[Stored dataset items]
:::::

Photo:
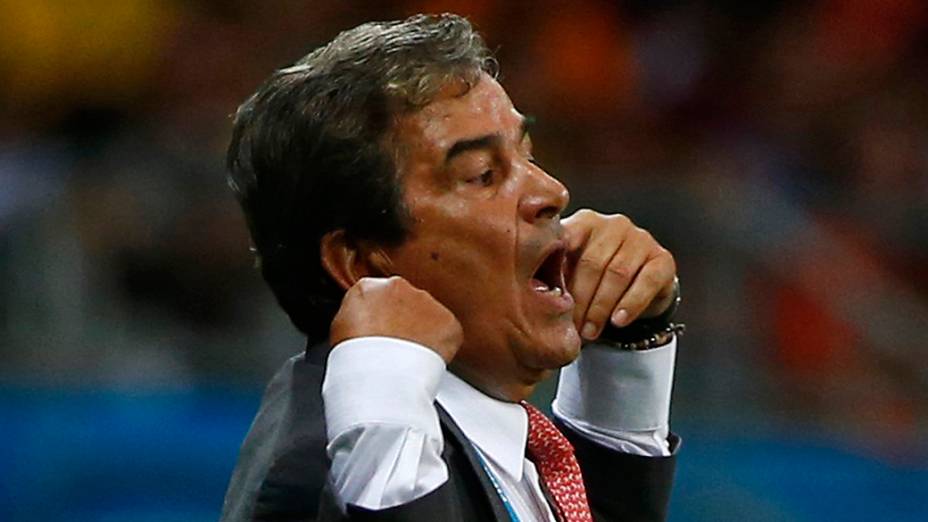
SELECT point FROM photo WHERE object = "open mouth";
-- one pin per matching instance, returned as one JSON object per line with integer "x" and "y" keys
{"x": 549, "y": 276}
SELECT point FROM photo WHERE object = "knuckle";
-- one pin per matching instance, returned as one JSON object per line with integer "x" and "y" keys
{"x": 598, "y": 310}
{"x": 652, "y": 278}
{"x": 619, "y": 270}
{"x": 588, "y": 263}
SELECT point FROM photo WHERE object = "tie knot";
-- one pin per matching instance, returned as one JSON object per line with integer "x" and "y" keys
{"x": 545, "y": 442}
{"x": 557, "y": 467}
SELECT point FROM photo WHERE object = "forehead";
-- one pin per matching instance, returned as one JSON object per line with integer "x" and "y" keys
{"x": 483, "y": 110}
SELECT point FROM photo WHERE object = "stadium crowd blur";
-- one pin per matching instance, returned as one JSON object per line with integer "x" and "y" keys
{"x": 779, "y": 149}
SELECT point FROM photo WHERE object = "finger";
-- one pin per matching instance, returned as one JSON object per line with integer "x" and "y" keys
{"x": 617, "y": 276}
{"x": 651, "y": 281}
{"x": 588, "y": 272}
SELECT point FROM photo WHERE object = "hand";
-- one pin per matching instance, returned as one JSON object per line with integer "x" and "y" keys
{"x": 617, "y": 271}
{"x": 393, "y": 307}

:::::

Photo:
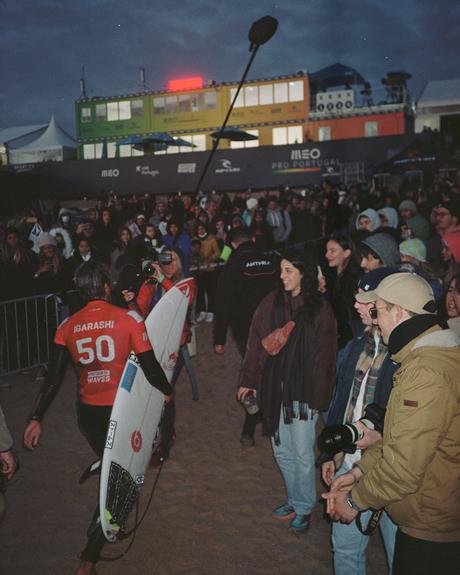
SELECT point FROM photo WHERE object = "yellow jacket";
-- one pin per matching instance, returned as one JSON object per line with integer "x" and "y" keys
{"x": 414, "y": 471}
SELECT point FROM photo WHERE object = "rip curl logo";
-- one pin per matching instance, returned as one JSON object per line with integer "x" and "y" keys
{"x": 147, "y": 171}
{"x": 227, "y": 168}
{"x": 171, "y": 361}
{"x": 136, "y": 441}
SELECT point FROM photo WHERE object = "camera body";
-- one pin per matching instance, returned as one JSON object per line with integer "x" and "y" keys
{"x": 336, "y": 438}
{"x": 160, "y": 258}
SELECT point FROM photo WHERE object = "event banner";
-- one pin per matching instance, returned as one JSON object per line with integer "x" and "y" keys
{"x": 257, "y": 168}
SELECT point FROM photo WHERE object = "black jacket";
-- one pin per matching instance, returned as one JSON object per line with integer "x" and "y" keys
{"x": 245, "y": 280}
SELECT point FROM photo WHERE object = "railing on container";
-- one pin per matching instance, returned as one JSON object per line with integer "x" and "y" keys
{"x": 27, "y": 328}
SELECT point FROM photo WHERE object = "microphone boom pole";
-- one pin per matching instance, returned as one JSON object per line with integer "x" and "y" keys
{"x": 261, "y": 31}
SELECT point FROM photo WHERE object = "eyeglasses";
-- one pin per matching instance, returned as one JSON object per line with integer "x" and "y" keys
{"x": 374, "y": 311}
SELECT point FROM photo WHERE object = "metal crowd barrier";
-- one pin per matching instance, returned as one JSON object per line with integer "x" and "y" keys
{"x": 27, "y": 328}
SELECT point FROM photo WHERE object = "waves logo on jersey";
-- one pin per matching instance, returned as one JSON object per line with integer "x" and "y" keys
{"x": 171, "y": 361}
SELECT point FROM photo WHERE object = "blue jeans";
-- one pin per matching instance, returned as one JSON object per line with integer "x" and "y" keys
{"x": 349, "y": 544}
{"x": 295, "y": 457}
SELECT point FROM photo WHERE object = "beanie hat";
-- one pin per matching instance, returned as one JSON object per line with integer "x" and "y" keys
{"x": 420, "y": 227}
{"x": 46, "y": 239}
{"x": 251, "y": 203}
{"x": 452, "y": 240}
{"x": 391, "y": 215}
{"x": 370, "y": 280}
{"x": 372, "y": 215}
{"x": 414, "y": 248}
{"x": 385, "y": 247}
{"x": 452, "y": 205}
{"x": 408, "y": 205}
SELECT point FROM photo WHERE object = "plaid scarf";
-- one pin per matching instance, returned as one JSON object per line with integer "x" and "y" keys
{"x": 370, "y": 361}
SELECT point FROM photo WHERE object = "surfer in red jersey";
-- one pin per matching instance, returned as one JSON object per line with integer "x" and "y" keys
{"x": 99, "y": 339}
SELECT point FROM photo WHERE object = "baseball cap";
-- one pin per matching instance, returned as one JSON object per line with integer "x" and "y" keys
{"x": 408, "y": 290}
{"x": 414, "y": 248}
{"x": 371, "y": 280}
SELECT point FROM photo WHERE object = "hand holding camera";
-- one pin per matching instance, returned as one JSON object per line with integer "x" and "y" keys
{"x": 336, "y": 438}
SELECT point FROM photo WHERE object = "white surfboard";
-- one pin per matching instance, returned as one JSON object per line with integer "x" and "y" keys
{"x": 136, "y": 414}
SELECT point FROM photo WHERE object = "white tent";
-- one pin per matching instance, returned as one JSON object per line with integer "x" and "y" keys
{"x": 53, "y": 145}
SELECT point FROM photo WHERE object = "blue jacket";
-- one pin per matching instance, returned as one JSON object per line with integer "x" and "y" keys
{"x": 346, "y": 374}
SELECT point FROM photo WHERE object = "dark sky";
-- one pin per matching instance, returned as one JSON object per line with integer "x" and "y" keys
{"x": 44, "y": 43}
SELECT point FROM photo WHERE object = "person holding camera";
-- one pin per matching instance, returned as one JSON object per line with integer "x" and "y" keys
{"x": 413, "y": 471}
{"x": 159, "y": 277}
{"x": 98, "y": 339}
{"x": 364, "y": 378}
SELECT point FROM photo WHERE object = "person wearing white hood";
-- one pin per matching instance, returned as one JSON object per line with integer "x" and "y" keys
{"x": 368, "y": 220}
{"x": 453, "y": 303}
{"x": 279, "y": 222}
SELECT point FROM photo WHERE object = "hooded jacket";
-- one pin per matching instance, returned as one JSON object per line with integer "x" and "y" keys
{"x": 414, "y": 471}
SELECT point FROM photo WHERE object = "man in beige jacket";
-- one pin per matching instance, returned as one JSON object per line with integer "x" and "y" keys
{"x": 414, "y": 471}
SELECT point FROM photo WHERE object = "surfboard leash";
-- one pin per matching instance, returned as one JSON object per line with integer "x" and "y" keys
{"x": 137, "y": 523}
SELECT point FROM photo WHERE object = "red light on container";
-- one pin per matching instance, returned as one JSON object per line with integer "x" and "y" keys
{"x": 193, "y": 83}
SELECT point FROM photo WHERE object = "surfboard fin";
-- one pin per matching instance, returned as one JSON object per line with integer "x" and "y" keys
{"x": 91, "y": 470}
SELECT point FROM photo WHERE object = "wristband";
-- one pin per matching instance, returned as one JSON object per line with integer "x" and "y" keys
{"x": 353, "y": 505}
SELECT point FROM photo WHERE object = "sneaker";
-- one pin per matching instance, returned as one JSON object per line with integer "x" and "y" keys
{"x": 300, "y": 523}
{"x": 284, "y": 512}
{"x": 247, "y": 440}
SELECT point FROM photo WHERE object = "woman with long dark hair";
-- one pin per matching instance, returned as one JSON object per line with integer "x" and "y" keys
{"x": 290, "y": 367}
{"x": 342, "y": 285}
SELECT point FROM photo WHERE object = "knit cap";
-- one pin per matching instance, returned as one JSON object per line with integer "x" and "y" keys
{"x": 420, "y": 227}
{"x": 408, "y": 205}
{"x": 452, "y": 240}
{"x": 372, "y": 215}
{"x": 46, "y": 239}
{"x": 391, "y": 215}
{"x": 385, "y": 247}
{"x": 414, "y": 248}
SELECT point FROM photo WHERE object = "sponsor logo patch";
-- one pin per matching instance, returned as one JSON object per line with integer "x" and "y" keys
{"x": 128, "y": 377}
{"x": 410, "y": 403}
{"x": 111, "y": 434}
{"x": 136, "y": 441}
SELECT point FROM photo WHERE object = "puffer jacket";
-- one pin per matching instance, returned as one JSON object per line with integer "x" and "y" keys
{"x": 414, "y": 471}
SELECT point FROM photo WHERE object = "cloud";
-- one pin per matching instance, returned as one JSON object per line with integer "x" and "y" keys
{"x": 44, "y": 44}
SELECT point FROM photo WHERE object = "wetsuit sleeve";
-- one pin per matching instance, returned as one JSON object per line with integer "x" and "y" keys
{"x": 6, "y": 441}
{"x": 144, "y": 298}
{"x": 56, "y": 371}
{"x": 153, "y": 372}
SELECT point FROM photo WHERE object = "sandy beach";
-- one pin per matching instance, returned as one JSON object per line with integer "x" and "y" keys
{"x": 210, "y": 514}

:::::

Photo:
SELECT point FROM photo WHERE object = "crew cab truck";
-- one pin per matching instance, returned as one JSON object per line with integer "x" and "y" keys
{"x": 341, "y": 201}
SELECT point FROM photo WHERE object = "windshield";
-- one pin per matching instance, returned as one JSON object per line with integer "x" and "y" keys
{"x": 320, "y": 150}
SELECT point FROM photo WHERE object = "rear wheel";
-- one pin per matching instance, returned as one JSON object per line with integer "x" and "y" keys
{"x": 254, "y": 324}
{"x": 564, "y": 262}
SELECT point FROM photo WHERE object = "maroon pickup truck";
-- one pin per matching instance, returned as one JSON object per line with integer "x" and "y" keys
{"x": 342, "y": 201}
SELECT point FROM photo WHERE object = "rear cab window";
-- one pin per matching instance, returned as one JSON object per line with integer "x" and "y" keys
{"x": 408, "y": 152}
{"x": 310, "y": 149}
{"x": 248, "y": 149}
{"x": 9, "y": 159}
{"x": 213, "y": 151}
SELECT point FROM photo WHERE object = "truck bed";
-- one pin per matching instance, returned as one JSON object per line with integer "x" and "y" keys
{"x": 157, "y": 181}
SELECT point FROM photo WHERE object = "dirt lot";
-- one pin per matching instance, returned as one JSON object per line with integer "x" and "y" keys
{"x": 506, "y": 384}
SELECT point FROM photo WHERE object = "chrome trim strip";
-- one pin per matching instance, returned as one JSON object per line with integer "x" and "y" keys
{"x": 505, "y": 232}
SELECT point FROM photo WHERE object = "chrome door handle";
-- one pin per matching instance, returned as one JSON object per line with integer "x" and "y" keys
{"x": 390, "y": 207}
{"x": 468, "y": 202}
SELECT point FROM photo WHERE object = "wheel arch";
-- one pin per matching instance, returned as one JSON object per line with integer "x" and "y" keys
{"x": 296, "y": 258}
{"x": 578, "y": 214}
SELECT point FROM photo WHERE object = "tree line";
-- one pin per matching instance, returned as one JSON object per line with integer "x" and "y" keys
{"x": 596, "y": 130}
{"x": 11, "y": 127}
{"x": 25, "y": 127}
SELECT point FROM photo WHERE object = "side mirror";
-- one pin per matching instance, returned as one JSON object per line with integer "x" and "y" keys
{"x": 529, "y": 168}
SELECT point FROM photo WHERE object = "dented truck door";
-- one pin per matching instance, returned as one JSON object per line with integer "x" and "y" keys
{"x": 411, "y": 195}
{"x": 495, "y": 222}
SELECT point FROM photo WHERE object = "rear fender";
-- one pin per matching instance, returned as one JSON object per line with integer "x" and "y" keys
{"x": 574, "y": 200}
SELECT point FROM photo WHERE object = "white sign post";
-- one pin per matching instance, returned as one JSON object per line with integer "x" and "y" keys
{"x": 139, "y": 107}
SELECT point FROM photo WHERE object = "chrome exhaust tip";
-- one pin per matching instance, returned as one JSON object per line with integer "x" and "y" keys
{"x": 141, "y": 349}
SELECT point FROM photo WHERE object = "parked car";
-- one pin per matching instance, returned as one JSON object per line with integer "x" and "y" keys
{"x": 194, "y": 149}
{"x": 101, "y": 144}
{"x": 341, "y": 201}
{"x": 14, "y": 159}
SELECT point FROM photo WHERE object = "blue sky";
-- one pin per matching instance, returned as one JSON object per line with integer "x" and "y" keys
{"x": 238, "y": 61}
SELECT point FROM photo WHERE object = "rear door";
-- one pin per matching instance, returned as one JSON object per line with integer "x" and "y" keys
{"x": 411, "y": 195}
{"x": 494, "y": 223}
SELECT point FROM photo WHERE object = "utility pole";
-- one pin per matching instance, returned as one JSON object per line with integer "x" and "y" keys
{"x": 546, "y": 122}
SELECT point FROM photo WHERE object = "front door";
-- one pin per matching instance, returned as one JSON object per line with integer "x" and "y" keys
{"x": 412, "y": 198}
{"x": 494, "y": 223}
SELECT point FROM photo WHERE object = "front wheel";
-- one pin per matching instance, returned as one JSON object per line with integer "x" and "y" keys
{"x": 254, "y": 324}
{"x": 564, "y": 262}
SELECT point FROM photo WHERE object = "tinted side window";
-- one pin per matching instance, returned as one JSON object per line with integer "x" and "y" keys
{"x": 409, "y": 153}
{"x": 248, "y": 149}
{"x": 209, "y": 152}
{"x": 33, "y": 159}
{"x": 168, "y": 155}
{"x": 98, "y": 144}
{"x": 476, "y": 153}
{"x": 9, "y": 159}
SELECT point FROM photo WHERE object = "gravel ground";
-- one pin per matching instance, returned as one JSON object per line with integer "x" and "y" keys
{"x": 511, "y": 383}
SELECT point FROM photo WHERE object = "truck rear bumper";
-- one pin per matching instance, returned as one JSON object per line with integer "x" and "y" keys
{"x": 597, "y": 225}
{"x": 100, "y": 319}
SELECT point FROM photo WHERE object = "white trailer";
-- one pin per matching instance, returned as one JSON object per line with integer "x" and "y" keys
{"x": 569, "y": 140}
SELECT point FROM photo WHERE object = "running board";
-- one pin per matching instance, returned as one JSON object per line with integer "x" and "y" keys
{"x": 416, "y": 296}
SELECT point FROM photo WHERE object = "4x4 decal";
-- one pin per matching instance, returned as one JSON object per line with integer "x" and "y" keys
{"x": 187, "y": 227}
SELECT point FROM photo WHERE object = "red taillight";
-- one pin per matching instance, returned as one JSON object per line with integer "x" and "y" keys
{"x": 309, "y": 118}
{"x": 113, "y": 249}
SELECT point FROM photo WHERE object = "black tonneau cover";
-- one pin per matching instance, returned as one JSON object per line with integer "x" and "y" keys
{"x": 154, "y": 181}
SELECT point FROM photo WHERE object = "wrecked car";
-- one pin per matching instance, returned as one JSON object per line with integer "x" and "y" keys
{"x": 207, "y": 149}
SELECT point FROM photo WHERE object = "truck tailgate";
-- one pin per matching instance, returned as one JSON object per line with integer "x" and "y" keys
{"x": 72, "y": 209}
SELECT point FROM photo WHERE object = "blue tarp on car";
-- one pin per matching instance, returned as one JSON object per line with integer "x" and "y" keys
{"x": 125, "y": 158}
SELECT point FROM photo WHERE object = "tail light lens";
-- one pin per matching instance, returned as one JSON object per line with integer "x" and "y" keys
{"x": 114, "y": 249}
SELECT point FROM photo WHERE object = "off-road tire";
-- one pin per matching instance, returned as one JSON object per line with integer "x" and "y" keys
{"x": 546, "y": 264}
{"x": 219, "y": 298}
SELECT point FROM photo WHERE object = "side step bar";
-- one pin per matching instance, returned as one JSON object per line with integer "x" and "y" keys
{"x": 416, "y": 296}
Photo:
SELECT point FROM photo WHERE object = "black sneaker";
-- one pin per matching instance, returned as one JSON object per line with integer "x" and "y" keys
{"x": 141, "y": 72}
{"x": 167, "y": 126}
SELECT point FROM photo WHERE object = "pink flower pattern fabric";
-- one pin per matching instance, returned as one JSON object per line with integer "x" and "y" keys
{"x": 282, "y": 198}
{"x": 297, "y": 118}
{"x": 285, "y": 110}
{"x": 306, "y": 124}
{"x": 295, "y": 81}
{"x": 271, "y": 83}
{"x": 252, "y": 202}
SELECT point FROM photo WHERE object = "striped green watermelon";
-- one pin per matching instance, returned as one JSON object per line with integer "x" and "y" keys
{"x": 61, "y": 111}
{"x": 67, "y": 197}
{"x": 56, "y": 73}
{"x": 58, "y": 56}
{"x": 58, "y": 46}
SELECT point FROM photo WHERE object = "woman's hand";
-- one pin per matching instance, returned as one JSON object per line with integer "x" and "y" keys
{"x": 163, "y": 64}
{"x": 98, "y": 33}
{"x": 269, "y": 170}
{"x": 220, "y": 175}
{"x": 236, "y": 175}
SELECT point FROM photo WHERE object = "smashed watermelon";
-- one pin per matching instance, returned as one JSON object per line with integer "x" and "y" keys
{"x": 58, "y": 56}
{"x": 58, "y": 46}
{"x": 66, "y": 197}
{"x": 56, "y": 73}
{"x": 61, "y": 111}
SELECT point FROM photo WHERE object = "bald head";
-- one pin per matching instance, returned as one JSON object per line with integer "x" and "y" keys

:::::

Count every line of the records that holds the string "surfboard". Write only the total.

3